Complete the following:
1. Update the forward SDE notes from the words "1. VP-SDE (Variance-Preserving)¶" and stop after "origin (shrinks signal)", with "origin" replaced by "zero".
2. According to the forward SDE notes, what is the only thing the neural network learns?
3. In the forward SDE notes, why does the VP-SDE drift include a factor of 1/2?

Forward SDE Design Choices: Understanding \(f(x,t)\) and \(g(t)\)¶

Core Principle¶

\(f(x,t)\) and \(g(t)\) are design choices, not learned parameters.

In the forward SDE:

\[ dx = f(x,t)\,dt + g(t)\,dw(t) \]

\(f(x,t)\): Drift function — You choose this
\(g(t)\): Diffusion coefficient — You choose this
\(s_\theta(x,t)\): Score function — The only thing the neural network learns

This document explains the common choices for \(f\) and \(g\), why they work, and how to select them for your application.

Why Do We Need to Choose \(f\) and \(g\)?¶

The forward SDE defines how clean data is corrupted into noise. Different choices of \(f\) and \(g\) lead to:

Different noise schedules: How fast data becomes noise
Different variance behaviors: Whether variance grows, shrinks, or stays constant
Different mathematical properties: Closed-form marginals, ease of sampling, etc.

Key insight: The choice of forward SDE determines: - What the training objective looks like - How the reverse SDE behaves during sampling - Whether we can compute things analytically

The Three Standard SDEs¶

Overview Table¶

SDE Type	\(f(x,t)\)	\(g(t)\)	Variance Behavior	Used In
VP-SDE	\(-\frac{1}{2}\beta(t) x\)	\(\sqrt{\beta(t)}\)	Constant (preserved)	DDPM, most models
VE-SDE	\(0\)	\(\sqrt{\frac{d\sigma^2(t)}{dt}}\)	Exploding	Score-based models
sub-VP-SDE	\(-\frac{1}{2}\beta(t) x\)	\(\sqrt{\beta(t)(1-e^{-2\int_0^t \beta(s)ds})}\)	Decreasing	Compromise

1. VP-SDE (Variance-Preserving)¶

Definition¶

\[ dx = -\frac{1}{2}\beta(t) x\,dt + \sqrt{\beta(t)}\,dw(t) \]

Why These Specific Functions?¶

Drift: \(f(x,t) = -\frac{1}{2}\beta(t) x\)

Linear in \(x\): Pulls state toward origin (shrinks signal)
Time-dependent strength: \(\beta(t)\) controls how fast signal decays
Factor of \(\frac{1}{2}\): Carefully chosen to balance the diffusion term

Diffusion: \(g(t) = \sqrt{\beta(t)}\)

Adds noise proportional to \(\sqrt{\beta(t)}\)
Balances drift: The \(\frac{1}{2}\) in drift exactly compensates diffusion growth

Key Property: Variance Preservation¶

The drift and diffusion are perfectly balanced so that:

\[ \mathbb{E}[\|x_t\|^2] = \mathbb{E}[\|x_0\|^2] \quad \text{for all } t \]

Why this matters:

Data doesn't "blow up" or "collapse"

Given material:

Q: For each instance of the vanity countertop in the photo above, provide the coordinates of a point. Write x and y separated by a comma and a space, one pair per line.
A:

Solutions for each task:
1.
1. VP-SDE (Variance-Preserving)¶

Definition¶

\[ dx = -\frac{1}{2}\beta(t) x\,dt + \sqrt{\beta(t)}\,dw(t) \]

Why These Specific Functions?¶

Drift: \(f(x,t) = -\frac{1}{2}\beta(t) x\)

Linear in \(x\): Pulls state toward zero (shrinks signal)

2. The score function, s_θ(x,t).

3. The factor is chosen to balance the diffusion term: the 1/2 in the drift exactly compensates for the growth from diffusion. This keeps the expected squared norm of x_t equal to that of x_0 for all t, so the variance is preserved.